** Opening Page text block **
Missouri should raise its abysmal cigarette tax
Thanks to the governor and legislature, Missouri has parked itself in the nation’s ashtray.
By refusing to increase the state’s lowest-in-the-nation cigarette tax, elected officials do more than create a gaping hole in the budget.
They invite citizens, especially young people, to take up and continue a harmful habit.
They damage the state’s economy by contributing to a loss of worker productivity.
They cost taxpayers millions of dollars in health costs that must be borne by state and federal governments.
And they stand by while Missourians continue to suffer heart attacks, strokes, smoke-related cancers and premature deaths at a higher rate than the national average.
Missouri is one of just three states that have not increased the tax on cigarettes since 2002. Smokers here pay a rock-bottom 17 cents a pack in state taxes. Virginia, with the second lowest cigarette tax, charges 30 cents a pack.
Statewide ballot initiatives to raise Missouri’s tax narrowly failed in 2002 and 2006, gaining 49 percent of the vote each time. Health groups fervently supported the measures, but tobacco lobbyists pushed back.
Democratic Gov. Jay Nixon and Republican lawmakers use those votes to justify the unconscionably low tax.
But Missouri taxpayers pay dearly for the failure of its leaders to act responsibly. Research by the Campaign for Tobacco-Free Kids has established that every Missouri household annually pays $586 to cover state and federal expenses caused by smokers.
Smoking-related illnesses create $2.13 billion in medical expenses each year in Missouri. About a quarter of that amount, $532 million, is covered by the state Medicaid program.
The relationship between cost and cigarette usage is well established — by the tobacco companies themselves.
“Tax increases are expected to continue to have an adverse impact on sales of tobacco products … due to lower consumption levels,” cigarette manufacturer Philip Morris said in a 2008 report.
The Campaign for Tobacco-Free Kids estimates that a dollar-per-pack rise in Missouri’s cigarette tax would result in a 16 percent decrease in smoking among high school students.
Researchers also calculate that increasing the price of cigarettes by a dollar would prevent 62,400 young Missourians from becoming addicted adult smokers, and encourage 38,500 adults to quit smoking in the first year.
Over five years, the state would save $18.4 million in medical costs from problematic pregnancies and births, and $23.7 million because of fewer heart attacks and strokes.
** Closing Page text block **
**Instructions**
1. Repeat the Missouri cigarette tax editorial word for word, starting with "Smoking-related illnesses create" and going on through "state Medicaid program.".
2. In the Missouri cigarette tax editorial, which state has the second lowest cigarette tax, and how much does it charge per pack?
** Opening Data for analysis block **
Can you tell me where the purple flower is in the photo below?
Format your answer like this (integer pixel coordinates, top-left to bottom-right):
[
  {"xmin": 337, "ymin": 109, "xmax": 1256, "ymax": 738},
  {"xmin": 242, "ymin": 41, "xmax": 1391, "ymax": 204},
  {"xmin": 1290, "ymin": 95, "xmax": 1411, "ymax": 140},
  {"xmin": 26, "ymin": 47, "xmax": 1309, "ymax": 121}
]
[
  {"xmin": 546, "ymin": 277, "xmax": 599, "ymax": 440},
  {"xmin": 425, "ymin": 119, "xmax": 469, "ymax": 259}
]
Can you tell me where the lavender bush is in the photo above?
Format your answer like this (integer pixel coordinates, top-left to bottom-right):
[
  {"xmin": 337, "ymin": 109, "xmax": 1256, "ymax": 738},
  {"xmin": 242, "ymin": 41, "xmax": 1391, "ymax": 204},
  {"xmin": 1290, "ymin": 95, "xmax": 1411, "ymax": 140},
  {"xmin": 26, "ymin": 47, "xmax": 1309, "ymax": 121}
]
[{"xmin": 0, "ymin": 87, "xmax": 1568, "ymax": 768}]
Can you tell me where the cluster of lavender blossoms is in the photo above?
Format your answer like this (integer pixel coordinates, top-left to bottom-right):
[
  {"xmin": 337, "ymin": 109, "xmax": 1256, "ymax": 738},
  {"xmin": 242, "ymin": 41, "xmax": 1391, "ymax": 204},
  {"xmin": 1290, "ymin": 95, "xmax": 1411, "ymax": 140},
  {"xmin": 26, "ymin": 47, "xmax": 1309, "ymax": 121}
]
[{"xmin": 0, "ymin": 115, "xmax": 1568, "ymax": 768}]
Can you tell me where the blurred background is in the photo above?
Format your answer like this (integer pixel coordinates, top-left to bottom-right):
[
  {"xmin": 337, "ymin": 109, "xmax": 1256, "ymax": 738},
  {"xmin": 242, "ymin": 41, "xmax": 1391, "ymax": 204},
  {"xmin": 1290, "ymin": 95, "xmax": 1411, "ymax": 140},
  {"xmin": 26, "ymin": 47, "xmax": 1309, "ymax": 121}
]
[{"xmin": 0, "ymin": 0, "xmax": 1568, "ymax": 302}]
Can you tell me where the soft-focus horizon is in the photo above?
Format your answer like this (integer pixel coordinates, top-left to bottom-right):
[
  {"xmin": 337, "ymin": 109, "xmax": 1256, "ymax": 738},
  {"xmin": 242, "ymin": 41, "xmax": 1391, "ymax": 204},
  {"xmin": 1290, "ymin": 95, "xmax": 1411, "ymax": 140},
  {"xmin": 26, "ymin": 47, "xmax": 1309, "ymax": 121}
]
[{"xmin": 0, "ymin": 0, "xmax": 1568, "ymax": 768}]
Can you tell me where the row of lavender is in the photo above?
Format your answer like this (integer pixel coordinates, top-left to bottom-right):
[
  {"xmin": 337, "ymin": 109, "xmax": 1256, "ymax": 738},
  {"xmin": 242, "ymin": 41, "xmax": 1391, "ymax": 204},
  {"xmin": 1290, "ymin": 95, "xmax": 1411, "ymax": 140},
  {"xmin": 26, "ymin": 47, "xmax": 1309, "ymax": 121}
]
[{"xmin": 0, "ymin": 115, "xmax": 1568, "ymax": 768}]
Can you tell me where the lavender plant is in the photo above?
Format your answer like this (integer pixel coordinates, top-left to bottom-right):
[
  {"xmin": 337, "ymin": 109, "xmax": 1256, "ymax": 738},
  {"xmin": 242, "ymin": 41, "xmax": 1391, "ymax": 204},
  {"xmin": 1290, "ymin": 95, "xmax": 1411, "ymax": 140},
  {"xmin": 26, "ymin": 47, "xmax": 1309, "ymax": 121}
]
** Closing Data for analysis block **
**Responses to the exercise**
1.
Smoking-related illnesses create $2.13 billion in medical expenses each year in Missouri. About a quarter of that amount, $532 million, is covered by the state Medicaid program.

2. Virginia has the second lowest cigarette tax, at 30 cents a pack.